◆ Required work:
- a) Copy the Batman comics list word for word, everything from "2. Haunted Knight" down to "subplots in Knight.".
- b) According to the Batman comics list, who played Sal "Boss" Maroni in Knight?
━━ Reading text ━━
2. Haunted Knight (1995), The Long Halloween (1997) and Dark Victory (2001). Writer: Jeph Loeb. Artist: Tim Sale.

A Manhattan-phone-book-thick, satisfying trilogy that owes more to The Godfather than to Super Friends. This is the story of how crime dons such as Falcone and Sal "Boss" Maroni (played by Eric Roberts in Knight) got phased out by the masked freaks who came to define the Gotham underworld. Loeb and Sale, two of the creative forces behind NBC's Heroes, also explore how Batman, Gordon and district attorney Harvey Dent interact--in a way that foreshadows The Dark Knight--and present nuggets about how the mob launders and stores its cash, which presages subplots in Knight.

3. "The Joker's Five-Way Revenge", Batman number 251 (1973). Writer: Denny O'Neal. Artist: Neal Adams. Reprinted in Batman: The Greatest Stories Ever Told, The Greatest Joker Stories Ever Told and Batman Illustrated by Neal Adams Volume 3.

After Batman became a joke in the wake of the Adam West Batman TV show, it was the team of O'Neal and Adams who made Batman cool, mysterious and scary again. This was the team's re-invention of the Joker, who'd degenerated into not much more than a prankster and a vandal. In this pivotal story, the Joker is restored to the vicious psychopath he originally was in the early days of Batman mythology. Without this gem, the Joker would still just be defacing art galleries. It's impossible to imagine Heath Ledger's Joker without this mini-epic.

4. Face the Face (2006). Writer: James Robinson. Artists: Don Kramer and Leonard Kirk.
━━━
━━ Entries provided ━━
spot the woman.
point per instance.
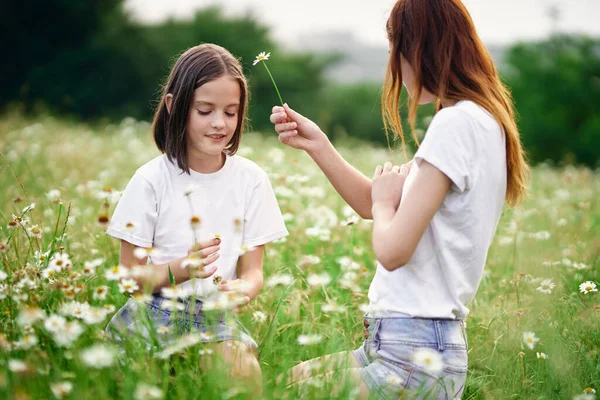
(434, 219)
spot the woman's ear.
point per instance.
(169, 102)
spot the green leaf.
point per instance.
(171, 277)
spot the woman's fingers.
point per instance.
(278, 118)
(202, 273)
(204, 244)
(210, 258)
(404, 170)
(378, 171)
(289, 126)
(387, 167)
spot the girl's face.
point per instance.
(213, 117)
(408, 78)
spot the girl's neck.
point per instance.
(448, 103)
(206, 164)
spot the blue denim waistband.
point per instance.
(444, 333)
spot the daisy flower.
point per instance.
(587, 287)
(307, 340)
(60, 390)
(98, 356)
(546, 286)
(428, 359)
(530, 339)
(261, 57)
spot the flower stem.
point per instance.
(274, 84)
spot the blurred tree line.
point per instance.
(90, 60)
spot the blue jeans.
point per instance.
(390, 353)
(159, 327)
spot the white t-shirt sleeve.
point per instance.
(137, 208)
(449, 145)
(263, 221)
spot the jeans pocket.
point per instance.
(447, 385)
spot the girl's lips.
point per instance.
(217, 138)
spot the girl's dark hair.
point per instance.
(197, 66)
(439, 41)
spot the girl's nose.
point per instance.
(217, 122)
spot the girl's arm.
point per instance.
(156, 277)
(299, 132)
(249, 277)
(397, 232)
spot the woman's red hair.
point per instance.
(439, 41)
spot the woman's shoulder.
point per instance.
(246, 166)
(466, 116)
(154, 170)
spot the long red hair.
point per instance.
(439, 41)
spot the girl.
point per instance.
(205, 212)
(434, 219)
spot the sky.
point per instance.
(497, 21)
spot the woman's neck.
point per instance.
(448, 103)
(206, 164)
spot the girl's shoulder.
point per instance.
(155, 170)
(242, 165)
(465, 114)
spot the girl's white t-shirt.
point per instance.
(468, 145)
(237, 202)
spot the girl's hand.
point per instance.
(388, 183)
(296, 130)
(202, 254)
(240, 289)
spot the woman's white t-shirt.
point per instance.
(468, 145)
(237, 202)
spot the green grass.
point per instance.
(547, 237)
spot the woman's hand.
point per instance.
(296, 130)
(202, 254)
(388, 183)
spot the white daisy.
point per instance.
(98, 356)
(429, 359)
(587, 287)
(259, 316)
(144, 391)
(546, 286)
(60, 390)
(530, 339)
(262, 56)
(318, 280)
(128, 285)
(280, 279)
(307, 340)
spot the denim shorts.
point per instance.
(391, 358)
(159, 327)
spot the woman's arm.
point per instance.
(396, 233)
(156, 277)
(299, 132)
(249, 277)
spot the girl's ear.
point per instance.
(169, 102)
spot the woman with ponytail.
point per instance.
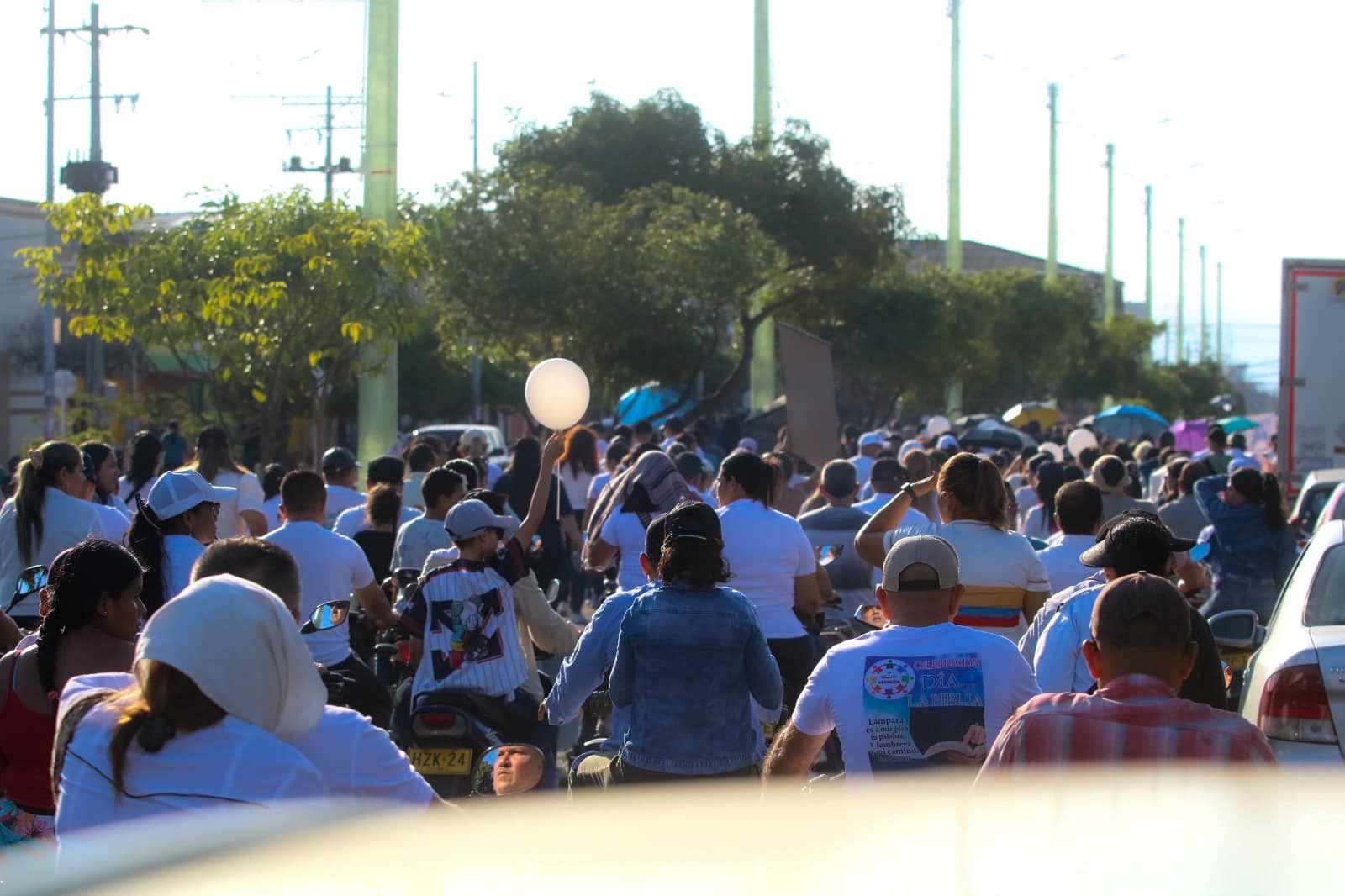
(171, 529)
(91, 627)
(46, 515)
(1005, 580)
(1255, 546)
(195, 730)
━━━
◆ Solutions:
- a)
2. Haunted Knight (1995), The Long Halloween (1997) and Dark Victory (2001). Writer: Jeph Loeb. Artist: Tim Sale.

A Manhattan-phone-book-thick, satisfying trilogy that owes more to The Godfather than to Super Friends. This is the story of how crime dons such as Falcone and Sal "Boss" Maroni (played by Eric Roberts in Knight) got phased out by the masked freaks who came to define the Gotham underworld. Loeb and Sale, two of the creative forces behind NBC's Heroes, also explore how Batman, Gordon and district attorney Harvey Dent interact--in a way that foreshadows The Dark Knight--and present nuggets about how the mob launders and stores its cash, which presages subplots in Knight.

- b) Eric Roberts